Saved data entries:
· · ·

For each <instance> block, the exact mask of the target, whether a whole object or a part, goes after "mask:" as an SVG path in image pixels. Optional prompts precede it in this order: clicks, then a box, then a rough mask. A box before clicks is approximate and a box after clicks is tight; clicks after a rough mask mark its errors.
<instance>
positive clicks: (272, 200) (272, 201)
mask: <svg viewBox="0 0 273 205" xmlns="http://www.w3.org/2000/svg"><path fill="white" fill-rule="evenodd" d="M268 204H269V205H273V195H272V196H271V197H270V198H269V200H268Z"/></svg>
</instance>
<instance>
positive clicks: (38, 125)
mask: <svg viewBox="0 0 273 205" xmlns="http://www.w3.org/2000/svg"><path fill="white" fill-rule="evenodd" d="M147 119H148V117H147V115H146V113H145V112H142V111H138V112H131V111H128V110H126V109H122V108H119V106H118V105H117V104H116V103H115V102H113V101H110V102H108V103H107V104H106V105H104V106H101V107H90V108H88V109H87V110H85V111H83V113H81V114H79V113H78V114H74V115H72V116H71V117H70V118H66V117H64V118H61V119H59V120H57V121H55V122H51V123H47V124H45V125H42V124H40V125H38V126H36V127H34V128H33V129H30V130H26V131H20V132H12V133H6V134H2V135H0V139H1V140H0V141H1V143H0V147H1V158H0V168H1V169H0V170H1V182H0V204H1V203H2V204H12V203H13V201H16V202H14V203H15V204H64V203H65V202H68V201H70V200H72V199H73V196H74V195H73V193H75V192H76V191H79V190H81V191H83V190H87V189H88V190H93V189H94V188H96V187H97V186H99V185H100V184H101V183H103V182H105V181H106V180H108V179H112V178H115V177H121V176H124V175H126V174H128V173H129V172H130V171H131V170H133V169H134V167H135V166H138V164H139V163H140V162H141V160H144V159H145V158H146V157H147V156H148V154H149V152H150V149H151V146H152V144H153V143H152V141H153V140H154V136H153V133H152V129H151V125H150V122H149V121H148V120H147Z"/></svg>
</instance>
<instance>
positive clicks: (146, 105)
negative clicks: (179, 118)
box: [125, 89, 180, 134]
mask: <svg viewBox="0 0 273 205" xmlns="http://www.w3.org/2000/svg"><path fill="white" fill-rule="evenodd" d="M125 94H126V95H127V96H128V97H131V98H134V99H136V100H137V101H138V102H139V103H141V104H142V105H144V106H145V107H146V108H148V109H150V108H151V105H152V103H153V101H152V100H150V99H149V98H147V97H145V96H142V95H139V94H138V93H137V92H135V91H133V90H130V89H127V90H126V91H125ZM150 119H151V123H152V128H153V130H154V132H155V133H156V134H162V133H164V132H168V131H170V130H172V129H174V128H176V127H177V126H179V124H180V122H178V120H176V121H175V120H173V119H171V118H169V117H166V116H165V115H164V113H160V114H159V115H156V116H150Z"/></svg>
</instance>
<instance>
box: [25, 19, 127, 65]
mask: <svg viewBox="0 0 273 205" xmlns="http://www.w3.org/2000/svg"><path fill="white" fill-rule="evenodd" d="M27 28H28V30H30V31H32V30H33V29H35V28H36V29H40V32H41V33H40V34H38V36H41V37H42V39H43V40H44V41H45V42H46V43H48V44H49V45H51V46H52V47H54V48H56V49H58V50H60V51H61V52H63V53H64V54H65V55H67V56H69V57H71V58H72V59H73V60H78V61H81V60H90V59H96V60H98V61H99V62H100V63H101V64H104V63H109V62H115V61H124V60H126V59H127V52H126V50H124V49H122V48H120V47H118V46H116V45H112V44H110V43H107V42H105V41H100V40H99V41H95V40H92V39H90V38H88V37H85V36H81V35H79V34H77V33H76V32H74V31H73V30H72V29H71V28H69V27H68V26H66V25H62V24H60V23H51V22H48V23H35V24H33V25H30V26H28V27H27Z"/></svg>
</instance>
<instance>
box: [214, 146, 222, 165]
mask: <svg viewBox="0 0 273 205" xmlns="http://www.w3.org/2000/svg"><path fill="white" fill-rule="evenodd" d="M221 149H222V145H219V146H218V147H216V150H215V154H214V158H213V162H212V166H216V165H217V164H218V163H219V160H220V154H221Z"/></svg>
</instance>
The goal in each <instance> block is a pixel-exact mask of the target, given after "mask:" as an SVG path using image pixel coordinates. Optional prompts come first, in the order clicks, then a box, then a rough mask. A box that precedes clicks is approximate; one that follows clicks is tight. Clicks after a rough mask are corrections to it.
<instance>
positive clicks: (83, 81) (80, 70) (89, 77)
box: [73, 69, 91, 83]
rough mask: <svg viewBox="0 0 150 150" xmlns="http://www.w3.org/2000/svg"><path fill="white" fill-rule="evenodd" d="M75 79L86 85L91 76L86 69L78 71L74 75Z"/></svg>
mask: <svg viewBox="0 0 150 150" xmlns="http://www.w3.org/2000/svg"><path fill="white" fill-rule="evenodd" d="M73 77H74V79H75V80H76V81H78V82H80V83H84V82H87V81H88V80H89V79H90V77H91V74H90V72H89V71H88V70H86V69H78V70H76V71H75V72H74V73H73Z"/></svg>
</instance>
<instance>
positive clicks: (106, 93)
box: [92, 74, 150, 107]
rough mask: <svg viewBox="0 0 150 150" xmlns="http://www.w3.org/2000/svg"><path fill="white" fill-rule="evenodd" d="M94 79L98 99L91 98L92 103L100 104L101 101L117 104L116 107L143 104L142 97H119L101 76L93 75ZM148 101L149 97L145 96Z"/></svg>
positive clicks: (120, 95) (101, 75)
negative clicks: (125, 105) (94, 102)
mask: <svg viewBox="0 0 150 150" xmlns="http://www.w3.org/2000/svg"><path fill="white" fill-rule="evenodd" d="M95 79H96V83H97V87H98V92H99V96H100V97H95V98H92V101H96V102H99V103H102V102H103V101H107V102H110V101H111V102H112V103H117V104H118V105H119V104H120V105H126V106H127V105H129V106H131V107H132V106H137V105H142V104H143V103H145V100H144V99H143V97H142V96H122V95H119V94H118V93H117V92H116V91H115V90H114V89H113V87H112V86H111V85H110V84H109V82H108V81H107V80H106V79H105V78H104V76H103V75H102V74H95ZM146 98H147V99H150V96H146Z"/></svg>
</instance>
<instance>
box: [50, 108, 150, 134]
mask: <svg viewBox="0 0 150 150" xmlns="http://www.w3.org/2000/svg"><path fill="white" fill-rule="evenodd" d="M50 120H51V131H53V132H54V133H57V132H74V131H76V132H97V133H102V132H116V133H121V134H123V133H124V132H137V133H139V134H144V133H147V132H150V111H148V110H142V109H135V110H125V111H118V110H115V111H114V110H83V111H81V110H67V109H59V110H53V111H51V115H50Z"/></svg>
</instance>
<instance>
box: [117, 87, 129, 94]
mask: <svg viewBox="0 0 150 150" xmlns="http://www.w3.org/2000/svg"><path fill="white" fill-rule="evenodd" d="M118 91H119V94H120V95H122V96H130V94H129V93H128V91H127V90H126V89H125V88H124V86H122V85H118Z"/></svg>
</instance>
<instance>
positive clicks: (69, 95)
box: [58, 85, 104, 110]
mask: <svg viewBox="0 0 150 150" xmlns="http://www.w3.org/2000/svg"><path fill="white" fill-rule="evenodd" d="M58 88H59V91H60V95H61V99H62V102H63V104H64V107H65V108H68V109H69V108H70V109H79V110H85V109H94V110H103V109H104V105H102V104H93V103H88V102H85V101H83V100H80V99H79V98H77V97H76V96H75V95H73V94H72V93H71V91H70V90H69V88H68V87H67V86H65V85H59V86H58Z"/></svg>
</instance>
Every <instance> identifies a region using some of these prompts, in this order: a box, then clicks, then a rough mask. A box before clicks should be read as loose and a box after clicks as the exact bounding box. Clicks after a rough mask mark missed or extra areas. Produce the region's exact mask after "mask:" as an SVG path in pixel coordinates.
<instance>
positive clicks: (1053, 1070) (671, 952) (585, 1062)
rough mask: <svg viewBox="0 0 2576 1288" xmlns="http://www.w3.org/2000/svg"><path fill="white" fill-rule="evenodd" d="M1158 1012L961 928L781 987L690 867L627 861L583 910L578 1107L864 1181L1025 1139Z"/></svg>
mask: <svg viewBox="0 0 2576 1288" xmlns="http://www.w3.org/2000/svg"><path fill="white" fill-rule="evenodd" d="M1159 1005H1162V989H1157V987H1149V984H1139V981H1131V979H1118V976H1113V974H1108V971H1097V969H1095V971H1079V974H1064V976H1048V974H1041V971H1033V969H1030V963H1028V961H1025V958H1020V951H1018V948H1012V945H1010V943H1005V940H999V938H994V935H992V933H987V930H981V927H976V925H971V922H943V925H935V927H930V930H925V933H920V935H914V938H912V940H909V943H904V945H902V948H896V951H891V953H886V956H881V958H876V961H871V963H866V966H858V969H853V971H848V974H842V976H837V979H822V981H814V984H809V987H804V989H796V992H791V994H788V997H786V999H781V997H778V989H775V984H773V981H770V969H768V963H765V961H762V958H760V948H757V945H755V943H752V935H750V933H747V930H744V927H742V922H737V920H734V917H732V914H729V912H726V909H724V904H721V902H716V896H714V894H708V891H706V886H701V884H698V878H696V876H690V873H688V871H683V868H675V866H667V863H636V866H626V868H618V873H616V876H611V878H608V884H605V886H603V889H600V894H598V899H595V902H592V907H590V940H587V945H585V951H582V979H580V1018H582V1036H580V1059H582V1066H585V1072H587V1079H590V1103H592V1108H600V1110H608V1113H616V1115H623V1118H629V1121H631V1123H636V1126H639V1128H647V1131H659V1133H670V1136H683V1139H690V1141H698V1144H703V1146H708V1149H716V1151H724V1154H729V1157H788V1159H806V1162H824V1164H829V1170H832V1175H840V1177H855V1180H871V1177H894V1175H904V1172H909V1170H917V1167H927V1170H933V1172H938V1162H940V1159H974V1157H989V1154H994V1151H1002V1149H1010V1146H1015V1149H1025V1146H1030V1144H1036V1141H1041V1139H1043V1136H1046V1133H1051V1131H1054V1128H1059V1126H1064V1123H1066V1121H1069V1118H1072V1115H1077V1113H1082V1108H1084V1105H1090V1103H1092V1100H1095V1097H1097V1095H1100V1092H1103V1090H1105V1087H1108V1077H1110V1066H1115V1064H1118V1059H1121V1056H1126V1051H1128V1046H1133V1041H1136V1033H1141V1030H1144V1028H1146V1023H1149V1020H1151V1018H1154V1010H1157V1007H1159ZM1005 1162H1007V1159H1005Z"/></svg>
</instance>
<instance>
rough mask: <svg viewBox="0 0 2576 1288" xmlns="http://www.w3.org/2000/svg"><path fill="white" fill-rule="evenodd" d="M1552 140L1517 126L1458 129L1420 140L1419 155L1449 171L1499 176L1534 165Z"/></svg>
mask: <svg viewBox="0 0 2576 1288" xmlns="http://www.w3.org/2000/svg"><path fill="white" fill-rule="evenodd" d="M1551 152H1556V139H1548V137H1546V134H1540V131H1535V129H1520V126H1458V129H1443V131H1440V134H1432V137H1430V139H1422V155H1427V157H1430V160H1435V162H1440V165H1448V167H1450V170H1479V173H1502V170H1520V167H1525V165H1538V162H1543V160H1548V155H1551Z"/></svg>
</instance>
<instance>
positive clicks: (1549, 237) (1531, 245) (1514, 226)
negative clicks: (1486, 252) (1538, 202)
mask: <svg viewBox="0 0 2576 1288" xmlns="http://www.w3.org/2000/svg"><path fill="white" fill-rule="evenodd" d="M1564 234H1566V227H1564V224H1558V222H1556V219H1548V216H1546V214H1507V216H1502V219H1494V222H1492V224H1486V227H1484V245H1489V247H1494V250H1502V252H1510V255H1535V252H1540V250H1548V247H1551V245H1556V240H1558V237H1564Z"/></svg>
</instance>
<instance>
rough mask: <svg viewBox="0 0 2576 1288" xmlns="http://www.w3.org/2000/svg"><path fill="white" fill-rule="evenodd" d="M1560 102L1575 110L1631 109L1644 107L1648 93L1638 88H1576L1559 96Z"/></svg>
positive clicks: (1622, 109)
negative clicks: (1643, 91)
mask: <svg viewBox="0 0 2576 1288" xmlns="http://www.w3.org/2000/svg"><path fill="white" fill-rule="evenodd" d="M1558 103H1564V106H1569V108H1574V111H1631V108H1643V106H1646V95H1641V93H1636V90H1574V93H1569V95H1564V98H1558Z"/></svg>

· · ·

**EXERCISE PROMPT**:
From the records above, print only the lines between the one holding "79L98 99L91 98L92" and the one holding "positive clicks: (120, 95) (101, 75)", inclusive, exactly as they stand.

**WRITTEN RESPONSE**:
rough mask: <svg viewBox="0 0 150 150" xmlns="http://www.w3.org/2000/svg"><path fill="white" fill-rule="evenodd" d="M94 79L98 99L91 98L92 103L100 104L101 101L117 104L116 107L143 104L142 97H119L101 76L93 75ZM148 101L149 97L145 96Z"/></svg>
positive clicks: (120, 95) (101, 75)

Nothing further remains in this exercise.